▶ PASSAGE:
>>>
Leader of the National Party
- In office 9 May 1989 – 6 April 1990
- Deputy: Bruce Lloyd
- Preceded by: Ian Sinclair
- Succeeded by: Tim Fischer

Member of the Australian Parliament for Richmond
- In office 18 February 1984 – 24 March 1990
- Preceded by: Doug Anthony
- Succeeded by: Neville Newell

Personal details
- Born: 19 January 1951 (age 75) Sydney, New South Wales
- Party: National Party of Australia
- Education: University of Sydney
- Occupation: Economist

= Charles Blunt =

Australian politician (born 1951)

Charles William Blunt (born 19 January 1951) is a former Australian politician who served as leader of the National Party of Australia from 1989 to 1990.

==Early life==
Blunt was born in Sydney and graduated from the University of Sydney with a degree in economics. After working in various positions he was hired as New South Wales State Director of the National Party.

==Politics==
At a by-election on 18 February 1984, Blunt was elected to the House of Representatives for the Division of Richmond in northern New South Wales, despite having had no previous connections with the area. He succeeded the former Deputy Prime Minister and leader of the NPA, Doug Anthony, who had resigned his seat.
<<<
▶ LISTED RECORDS:
>>>
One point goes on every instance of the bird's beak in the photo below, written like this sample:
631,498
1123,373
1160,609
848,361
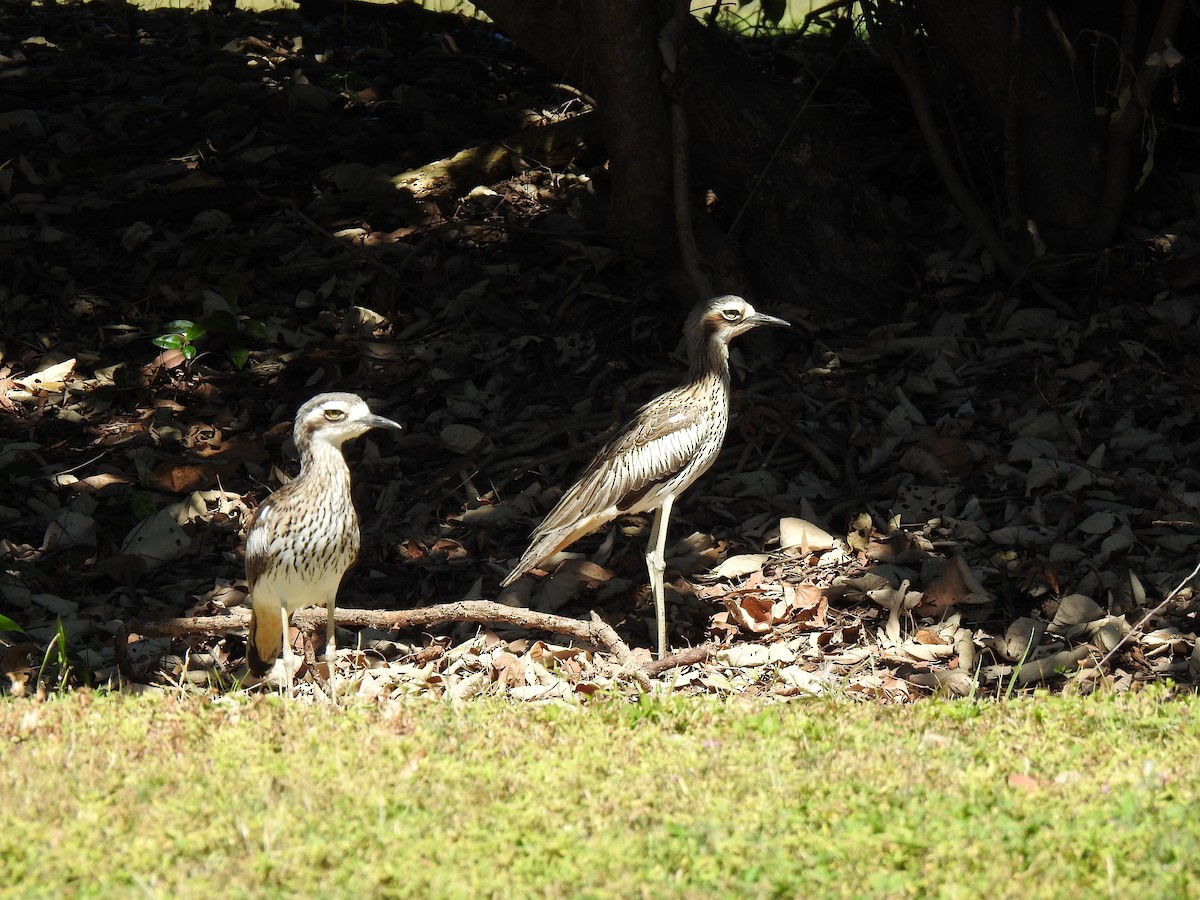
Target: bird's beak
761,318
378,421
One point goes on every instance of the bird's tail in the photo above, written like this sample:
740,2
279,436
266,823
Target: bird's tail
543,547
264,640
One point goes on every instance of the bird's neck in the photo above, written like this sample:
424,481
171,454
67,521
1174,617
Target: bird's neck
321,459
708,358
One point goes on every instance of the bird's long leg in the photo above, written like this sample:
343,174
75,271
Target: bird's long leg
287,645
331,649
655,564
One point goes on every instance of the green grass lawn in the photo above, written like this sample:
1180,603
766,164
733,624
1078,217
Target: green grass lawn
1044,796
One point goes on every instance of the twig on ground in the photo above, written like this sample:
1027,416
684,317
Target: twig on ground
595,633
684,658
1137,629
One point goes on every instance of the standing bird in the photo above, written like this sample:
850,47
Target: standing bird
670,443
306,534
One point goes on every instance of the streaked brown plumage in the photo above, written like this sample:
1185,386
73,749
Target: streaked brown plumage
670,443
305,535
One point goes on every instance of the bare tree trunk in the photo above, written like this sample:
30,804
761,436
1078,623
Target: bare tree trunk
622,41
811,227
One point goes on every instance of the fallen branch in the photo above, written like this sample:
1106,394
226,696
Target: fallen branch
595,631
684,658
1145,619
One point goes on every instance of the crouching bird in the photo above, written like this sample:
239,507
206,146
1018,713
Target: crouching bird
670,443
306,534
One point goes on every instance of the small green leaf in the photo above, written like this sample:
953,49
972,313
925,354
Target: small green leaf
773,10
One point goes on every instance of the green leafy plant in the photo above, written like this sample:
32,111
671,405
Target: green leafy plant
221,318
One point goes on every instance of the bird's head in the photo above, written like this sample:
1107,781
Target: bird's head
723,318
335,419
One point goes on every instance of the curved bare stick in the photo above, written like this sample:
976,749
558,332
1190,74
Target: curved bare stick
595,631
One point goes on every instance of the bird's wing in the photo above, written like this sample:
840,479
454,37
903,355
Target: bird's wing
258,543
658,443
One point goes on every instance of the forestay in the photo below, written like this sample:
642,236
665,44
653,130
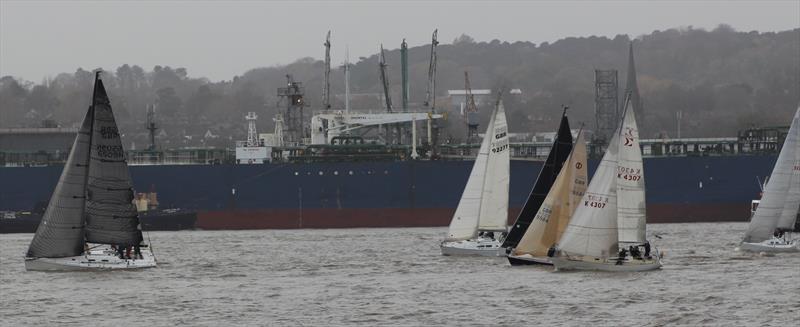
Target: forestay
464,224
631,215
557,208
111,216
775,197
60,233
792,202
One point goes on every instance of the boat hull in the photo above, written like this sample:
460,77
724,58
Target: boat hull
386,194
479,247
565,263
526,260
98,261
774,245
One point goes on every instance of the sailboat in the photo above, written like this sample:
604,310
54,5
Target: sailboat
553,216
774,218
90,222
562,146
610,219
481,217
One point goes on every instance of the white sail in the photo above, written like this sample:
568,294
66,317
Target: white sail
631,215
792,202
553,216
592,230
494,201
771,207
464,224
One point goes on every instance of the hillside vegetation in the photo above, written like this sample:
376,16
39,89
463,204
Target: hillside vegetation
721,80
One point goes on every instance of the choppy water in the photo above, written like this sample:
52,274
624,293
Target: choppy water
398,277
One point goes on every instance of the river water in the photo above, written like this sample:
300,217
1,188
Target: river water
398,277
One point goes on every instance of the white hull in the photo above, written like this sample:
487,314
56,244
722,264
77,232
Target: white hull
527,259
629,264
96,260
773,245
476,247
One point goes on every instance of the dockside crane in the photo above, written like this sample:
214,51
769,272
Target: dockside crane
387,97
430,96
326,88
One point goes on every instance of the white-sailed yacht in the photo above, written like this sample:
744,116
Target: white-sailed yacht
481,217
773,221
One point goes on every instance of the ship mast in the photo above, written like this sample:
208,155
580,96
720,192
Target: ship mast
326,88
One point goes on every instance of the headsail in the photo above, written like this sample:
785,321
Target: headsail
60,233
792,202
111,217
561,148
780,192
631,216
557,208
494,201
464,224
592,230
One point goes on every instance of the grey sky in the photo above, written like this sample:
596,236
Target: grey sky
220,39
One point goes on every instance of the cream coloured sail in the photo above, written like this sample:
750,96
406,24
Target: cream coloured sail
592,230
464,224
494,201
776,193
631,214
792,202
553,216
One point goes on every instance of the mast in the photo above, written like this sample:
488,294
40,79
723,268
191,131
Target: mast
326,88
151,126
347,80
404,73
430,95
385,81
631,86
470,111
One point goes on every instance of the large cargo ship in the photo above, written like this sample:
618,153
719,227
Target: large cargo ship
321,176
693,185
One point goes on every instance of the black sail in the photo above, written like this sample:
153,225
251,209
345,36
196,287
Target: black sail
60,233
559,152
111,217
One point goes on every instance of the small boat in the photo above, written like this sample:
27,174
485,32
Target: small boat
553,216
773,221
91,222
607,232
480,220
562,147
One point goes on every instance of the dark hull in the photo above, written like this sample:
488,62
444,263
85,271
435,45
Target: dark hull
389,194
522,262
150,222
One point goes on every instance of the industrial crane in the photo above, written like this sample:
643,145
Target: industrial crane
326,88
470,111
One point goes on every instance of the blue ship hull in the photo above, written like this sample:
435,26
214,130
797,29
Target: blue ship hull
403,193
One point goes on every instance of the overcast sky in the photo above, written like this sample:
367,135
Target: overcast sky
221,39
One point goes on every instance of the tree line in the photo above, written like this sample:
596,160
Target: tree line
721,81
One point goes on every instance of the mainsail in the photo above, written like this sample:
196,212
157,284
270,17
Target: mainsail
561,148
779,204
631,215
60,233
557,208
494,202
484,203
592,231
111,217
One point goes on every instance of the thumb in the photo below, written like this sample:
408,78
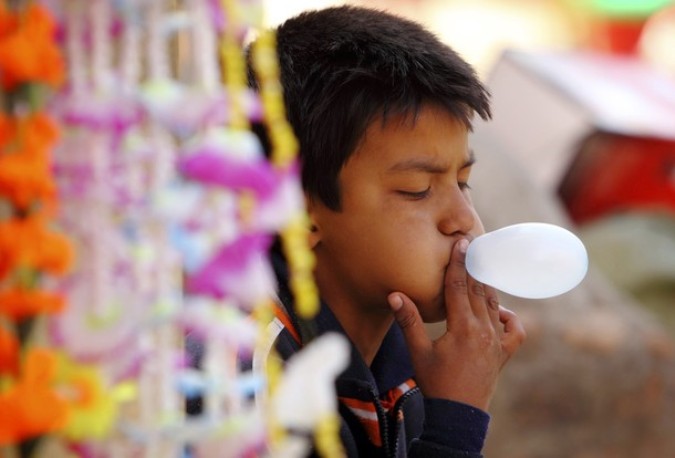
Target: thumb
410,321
<<<
>>>
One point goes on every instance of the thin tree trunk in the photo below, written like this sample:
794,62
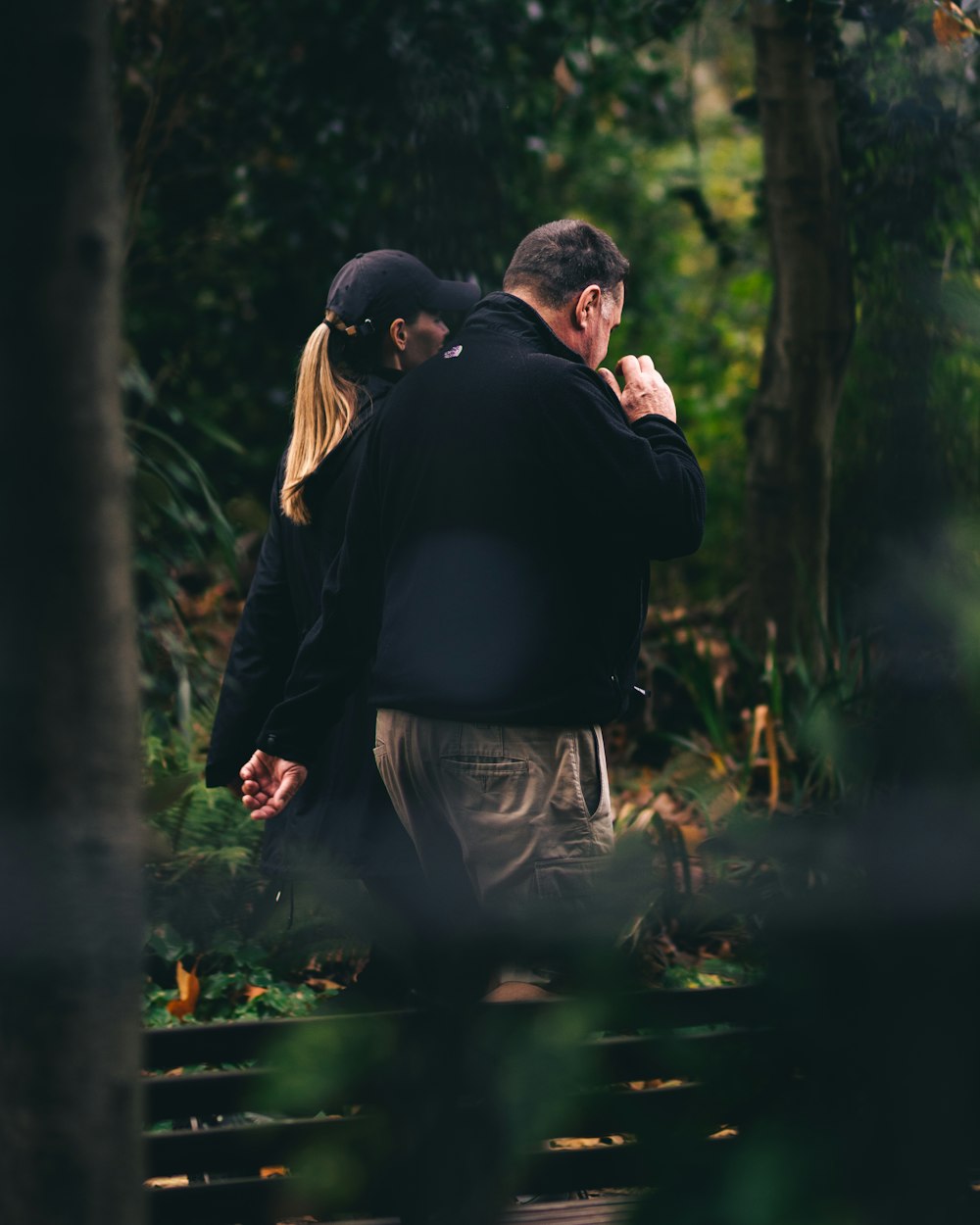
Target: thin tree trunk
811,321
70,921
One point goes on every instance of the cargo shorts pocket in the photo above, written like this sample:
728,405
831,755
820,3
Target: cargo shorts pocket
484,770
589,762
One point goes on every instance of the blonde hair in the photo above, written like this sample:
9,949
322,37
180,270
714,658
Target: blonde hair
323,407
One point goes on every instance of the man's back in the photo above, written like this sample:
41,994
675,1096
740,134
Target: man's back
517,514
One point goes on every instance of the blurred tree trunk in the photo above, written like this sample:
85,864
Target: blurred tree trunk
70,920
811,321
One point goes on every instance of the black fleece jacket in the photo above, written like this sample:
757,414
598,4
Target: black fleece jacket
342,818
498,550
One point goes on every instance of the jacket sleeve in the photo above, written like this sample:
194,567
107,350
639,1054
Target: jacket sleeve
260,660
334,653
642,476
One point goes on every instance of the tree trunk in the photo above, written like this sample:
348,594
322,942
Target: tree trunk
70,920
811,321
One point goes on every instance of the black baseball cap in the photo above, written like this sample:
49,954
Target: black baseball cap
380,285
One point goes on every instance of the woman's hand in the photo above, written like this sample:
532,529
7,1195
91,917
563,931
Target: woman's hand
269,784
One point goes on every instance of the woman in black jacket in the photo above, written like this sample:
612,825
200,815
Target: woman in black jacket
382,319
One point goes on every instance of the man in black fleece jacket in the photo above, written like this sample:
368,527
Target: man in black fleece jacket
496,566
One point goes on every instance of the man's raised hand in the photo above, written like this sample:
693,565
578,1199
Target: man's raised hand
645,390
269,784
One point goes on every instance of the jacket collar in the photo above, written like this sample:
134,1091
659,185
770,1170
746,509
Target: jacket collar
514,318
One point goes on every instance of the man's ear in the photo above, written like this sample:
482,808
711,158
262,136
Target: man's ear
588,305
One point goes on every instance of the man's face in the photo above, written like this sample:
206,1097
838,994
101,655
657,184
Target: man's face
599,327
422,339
<<<
Edit the part of the Charles Blunt article that opens with the words containing "Australian politician (born" and closes with "the National Party.", putting "commerce" in place of "economics".

Australian politician (born 1951)

Charles William Blunt (born 19 January 1951) is a former Australian politician who served as leader of the National Party of Australia from 1989 to 1990.

==Early life==
Blunt was born in Sydney and graduated from the University of Sydney with a degree in commerce. After working in various positions he was hired as New South Wales State Director of the National Party.